---------- Kutipan Bacaan ----------

Hadirnya Belanda di tanah Maluku bukan hanya melahirkan penjajahan sistemik, siasat, dan tindakan brutal lainnya. Namun, menetapnya Belanda selama beratus tahun di negeri penghasil rempah ini memberikan pengaruh positif yang bisa kita rasakan sebagai warga Indonesia hingga kini. Pengaruh yang paling nyata ialah munculnya pesepakbola kelas dunia yang mengaku berasal dari tanah Maluku.
Kita bisa menemukannya bila menonton pertandingan sepakbola di stasiun televisi. Apalagi bila yang dipertandingkan adalah duel antar-klub atau antar-negara yang tersohor. Lewat pemandu acara, setidaknya kita bisa menemukan beberapa pemain keturunan asal Indonesia. Bukan satu-dua pemain, melainkan cukup banyak. Ada pemain yang berlevel kelas dunia dan ada juga yang biasa-biasa saja.

---------- Bahan Latihan ----------

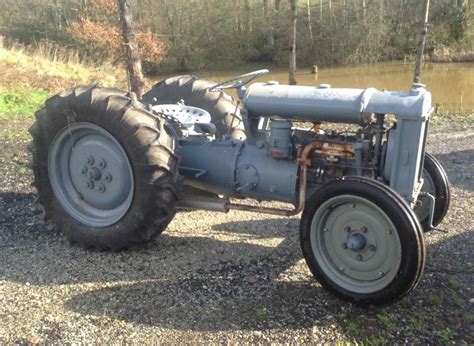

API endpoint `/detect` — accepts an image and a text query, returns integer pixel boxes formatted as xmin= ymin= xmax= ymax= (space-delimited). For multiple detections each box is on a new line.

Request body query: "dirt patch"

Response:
xmin=0 ymin=120 xmax=474 ymax=344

----------

Tujuan Latihan:
A - Berdasarkan kutipan bacaan, jelaskan bagaimana penonton televisi dapat mengetahui adanya pemain keturunan Indonesia dalam pertandingan sepakbola. Jawab dalam satu sampai tiga kalimat.
B - Salin kata demi kata bagian kutipan bacaan yang dimulai dari "Hadirnya Belanda di" dan berakhir pada "dari tanah Maluku.".

Hasil Latihan:
A - Penonton dapat mengetahuinya dari pemandu acara ketika menonton pertandingan sepakbola di stasiun televisi. Hal ini terutama terjadi jika yang dipertandingkan adalah duel antarklub atau antarnegara yang tersohor.

B -
Hadirnya Belanda di tanah Maluku bukan hanya melahirkan penjajahan sistemik, siasat, dan tindakan brutal lainnya. Namun, menetapnya Belanda selama beratus tahun di negeri penghasil rempah ini memberikan pengaruh positif yang bisa kita rasakan sebagai warga Indonesia hingga kini. Pengaruh yang paling nyata ialah munculnya pesepakbola kelas dunia yang mengaku berasal dari tanah Maluku.